Entries from a dataset:
## Begin

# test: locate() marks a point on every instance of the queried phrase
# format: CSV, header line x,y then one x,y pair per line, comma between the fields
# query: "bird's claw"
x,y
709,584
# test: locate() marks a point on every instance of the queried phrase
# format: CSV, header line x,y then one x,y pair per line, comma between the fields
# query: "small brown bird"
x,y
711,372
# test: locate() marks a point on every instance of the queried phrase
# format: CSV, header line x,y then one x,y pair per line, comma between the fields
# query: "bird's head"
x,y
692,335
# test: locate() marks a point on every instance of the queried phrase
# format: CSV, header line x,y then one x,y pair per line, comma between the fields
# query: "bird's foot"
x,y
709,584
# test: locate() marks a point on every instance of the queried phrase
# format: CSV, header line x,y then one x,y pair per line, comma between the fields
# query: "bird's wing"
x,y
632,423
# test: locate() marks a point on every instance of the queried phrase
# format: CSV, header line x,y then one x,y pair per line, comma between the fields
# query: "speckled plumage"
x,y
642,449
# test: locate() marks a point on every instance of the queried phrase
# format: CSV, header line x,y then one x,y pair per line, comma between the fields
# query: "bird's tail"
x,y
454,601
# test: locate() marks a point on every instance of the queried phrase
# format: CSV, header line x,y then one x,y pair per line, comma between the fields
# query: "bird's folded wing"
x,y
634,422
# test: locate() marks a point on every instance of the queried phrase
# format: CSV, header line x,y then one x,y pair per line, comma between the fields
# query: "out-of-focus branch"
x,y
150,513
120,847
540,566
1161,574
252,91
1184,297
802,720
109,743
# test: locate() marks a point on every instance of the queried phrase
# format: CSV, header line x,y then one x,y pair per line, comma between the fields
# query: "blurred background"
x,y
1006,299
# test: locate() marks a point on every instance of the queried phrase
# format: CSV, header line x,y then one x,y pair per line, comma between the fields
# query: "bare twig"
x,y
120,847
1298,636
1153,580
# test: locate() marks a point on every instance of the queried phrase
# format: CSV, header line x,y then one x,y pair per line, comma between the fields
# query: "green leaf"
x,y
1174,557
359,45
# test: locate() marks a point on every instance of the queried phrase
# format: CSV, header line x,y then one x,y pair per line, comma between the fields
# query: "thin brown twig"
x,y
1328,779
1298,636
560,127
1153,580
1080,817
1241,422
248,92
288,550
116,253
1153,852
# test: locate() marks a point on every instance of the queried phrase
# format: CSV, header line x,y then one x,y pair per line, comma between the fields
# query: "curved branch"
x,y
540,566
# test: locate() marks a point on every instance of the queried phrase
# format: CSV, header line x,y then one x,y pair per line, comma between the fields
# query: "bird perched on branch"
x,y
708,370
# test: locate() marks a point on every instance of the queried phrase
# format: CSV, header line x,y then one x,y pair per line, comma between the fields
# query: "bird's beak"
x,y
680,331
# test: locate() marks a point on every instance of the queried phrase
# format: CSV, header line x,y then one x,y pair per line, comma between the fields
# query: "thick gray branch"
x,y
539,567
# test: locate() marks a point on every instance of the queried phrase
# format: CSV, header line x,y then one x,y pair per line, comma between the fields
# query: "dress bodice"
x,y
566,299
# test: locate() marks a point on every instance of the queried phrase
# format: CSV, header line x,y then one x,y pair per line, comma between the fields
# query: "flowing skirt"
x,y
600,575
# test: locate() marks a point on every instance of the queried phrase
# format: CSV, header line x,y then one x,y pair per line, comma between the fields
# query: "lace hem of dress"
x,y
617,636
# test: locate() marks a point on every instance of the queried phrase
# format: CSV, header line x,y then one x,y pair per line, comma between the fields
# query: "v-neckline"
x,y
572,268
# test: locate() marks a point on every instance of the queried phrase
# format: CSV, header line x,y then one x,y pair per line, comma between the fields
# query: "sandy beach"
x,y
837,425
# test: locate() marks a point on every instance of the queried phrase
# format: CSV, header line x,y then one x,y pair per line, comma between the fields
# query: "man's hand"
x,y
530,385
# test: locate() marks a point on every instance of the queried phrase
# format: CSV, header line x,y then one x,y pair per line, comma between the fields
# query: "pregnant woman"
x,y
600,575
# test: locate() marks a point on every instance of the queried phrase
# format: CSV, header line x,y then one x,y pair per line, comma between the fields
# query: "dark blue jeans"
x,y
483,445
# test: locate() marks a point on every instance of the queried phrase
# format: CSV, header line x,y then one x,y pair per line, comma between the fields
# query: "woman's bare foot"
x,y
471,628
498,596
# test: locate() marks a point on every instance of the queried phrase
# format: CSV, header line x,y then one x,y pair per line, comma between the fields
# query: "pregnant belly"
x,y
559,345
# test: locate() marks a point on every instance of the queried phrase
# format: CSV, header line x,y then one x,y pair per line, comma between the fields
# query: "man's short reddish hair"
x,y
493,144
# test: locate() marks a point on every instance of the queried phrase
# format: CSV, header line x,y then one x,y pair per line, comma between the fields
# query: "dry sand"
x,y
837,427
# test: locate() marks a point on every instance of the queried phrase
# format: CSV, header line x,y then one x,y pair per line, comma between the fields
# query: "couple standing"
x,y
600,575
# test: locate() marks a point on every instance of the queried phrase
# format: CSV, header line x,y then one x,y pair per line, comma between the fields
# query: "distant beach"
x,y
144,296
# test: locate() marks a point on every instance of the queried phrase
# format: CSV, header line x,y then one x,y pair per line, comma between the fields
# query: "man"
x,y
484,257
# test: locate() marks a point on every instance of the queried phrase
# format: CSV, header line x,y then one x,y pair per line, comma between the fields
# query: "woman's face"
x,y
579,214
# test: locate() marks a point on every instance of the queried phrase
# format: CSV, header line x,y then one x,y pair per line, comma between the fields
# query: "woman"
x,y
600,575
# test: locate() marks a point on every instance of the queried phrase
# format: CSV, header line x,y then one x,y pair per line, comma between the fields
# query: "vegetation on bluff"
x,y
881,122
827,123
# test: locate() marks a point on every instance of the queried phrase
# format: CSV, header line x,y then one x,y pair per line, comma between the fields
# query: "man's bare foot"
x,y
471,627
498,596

## End

Task description:
Transcribe all of the lines in the records precisely.

Task response:
# test: locate() marks a point on every instance of the queried phrase
# format: CSV, header line x,y then one x,y pair per line, comma between the fields
# query: "bird's claw"
x,y
709,584
# test: locate() marks a point on every instance of the queried phrase
# format: CSV, header line x,y then one x,y pair per line, comma between the fields
# query: "small brown bird"
x,y
711,372
# test: locate() marks a point on every instance of the queried phrase
# format: CSV, header line x,y then one x,y pair per line, comma between the fields
# query: "bird's head"
x,y
692,335
# test: locate() marks a point on every instance of the queried phrase
# format: CSV, header line x,y then one x,y pair per line, comma between the fields
# query: "bird's foot"
x,y
709,584
# test: locate() marks a point on every instance of the queried phrase
# format: CSV, header line x,y then one x,y pair per line, comma between the fields
# query: "bird's wing"
x,y
632,423
# test: locate() marks a point on every instance of the queried phrase
# format: CSV, header line x,y then one x,y pair per line, comma between the fields
# query: "speckled plumage"
x,y
642,449
# test: locate() marks a point on every instance of the queried phrase
# format: CSV, header line x,y then one x,y pair per line, comma between the fields
# query: "bird's tail"
x,y
454,601
# test: locate() marks a point on every instance of the queried phrase
# format: CSV, header line x,y then one x,y pair per line, comma between the fields
# query: "bird's folded wing"
x,y
634,422
# test: locate() marks a point on every instance of the queried phrase
# format: CSV, header line x,y then one x,y pair per line, comma between the fields
# query: "out-of-focus branch"
x,y
150,513
120,847
540,566
1161,574
252,91
1184,297
802,720
109,743
# test: locate() marks a point on every instance of the queried phrase
# format: CSV, header line x,y then one x,y pair per line, comma between the fields
# query: "blurred background"
x,y
1006,299
# test: locate() marks a point on every instance of the queried phrase
# format: CSV, header line x,y then one x,y pair per line, comma between the fields
# query: "bare twig"
x,y
120,847
1298,636
1153,580
# test: locate() marks a point on every instance of the queried phrase
# format: CSV, header line x,y then one x,y pair per line, comma between the fields
# query: "green leaf"
x,y
1174,557
359,45
# test: locate() marks a point on every instance of the queried phrase
# format: CSV, header line x,y then one x,y pair per line, comma between the fields
# query: "thin brown twig"
x,y
1328,779
1298,636
560,127
1153,580
1080,817
1241,422
248,92
288,550
116,253
1153,852
# test: locate() marks a point on every instance of the queried phrase
# format: CSV, header line x,y then one x,y pair per line, comma between the fields
# query: "curved branch"
x,y
540,566
# test: locate() marks a point on every instance of the queried phrase
# format: CSV, header line x,y then one x,y pair per line, comma between the fields
# query: "bird perched on branch"
x,y
708,370
# test: locate() marks a point on every instance of the queried phrase
# format: CSV, header line x,y then one x,y pair per line, comma between the fields
# query: "bird's beak"
x,y
680,331
# test: locate() marks a point on every instance of the queried phrase
# format: CSV, header line x,y then one x,y pair per line, comma between the fields
# query: "thick gray branch"
x,y
539,567
# test: locate() marks a point on every instance of the queried phrase
# format: CSV, header line x,y then one x,y pair per line, comma between the fields
# query: "dress bodice"
x,y
566,299
# test: locate() marks a point on every instance of the queried phrase
# format: CSV, header line x,y then one x,y pair per line, comma between the fields
# query: "flowing skirt"
x,y
600,575
# test: locate() marks a point on every instance of the queried phrase
# format: CSV, header line x,y then one x,y pair per line, comma between the fields
# query: "lace hem of dress"
x,y
617,636
# test: locate() marks a point on every instance of the queried phrase
# format: CSV, header line x,y then one x,y pair per line, comma between the fields
# query: "v-neckline"
x,y
572,268
# test: locate() marks a point on every instance of the queried phrase
# format: CSV, header line x,y then one x,y pair per line, comma between the fields
# query: "sandy beach"
x,y
837,425
# test: locate() marks a point on every instance of the queried phrase
# format: CSV, header line x,y then one x,y pair per line, comma between the fields
# query: "man's hand"
x,y
530,385
# test: locate() marks a point on every instance of the queried phrase
# format: CSV, header line x,y then one x,y pair per line, comma between the fields
# query: "pregnant woman"
x,y
600,575
# test: locate() marks a point on every instance of the queried phrase
# format: CSV, header line x,y then one x,y pair per line, comma between the fields
# query: "dark blue jeans"
x,y
483,445
# test: locate() marks a point on every instance of the queried phrase
# format: CSV, header line x,y then one x,y pair per line, comma between the fields
# query: "woman's bare foot"
x,y
471,628
498,596
# test: locate() marks a point on every instance of the queried phrase
# format: CSV, header line x,y then one x,y pair per line, comma between the fields
# query: "pregnant belly"
x,y
559,345
# test: locate() marks a point on every instance of the queried phrase
# format: CSV, header line x,y then one x,y pair per line, comma between the fields
# query: "man's short reddish hair"
x,y
493,144
# test: locate() marks a point on every instance of the queried phrase
# format: CSV, header line x,y then one x,y pair per line, comma between the fields
# query: "dry sand"
x,y
837,427
# test: locate() marks a point on every instance of the queried phrase
# format: CSV, header line x,y then one x,y pair per line, comma between the fields
# query: "couple standing"
x,y
600,575
# test: locate() marks a point on every instance of the queried phrase
# format: CSV, header line x,y then one x,y pair per line, comma between the fields
# query: "distant beach"
x,y
144,296
# test: locate() marks a point on every instance of the queried phrase
# format: CSV, header line x,y then one x,y pair per line, comma between the fields
# query: "man"
x,y
484,257
# test: locate() marks a point on every instance of the queried phrase
# format: CSV, header line x,y then one x,y pair per line, comma between the fields
# query: "woman's face"
x,y
579,214
# test: locate() marks a point on every instance of the queried phrase
# format: CSV, header line x,y then one x,y pair per line, comma between the fields
# query: "woman"
x,y
600,575
# test: locate() marks a point on every instance of the queried phrase
# format: CSV, header line x,y then one x,y pair per line, comma between the fields
# query: "vegetation on bluff"
x,y
881,122
827,123
# test: locate() marks a point on every instance of the queried phrase
# format: CSV, header line x,y then one x,y pair per line, comma between the fields
# query: "man's bare foot"
x,y
471,627
498,596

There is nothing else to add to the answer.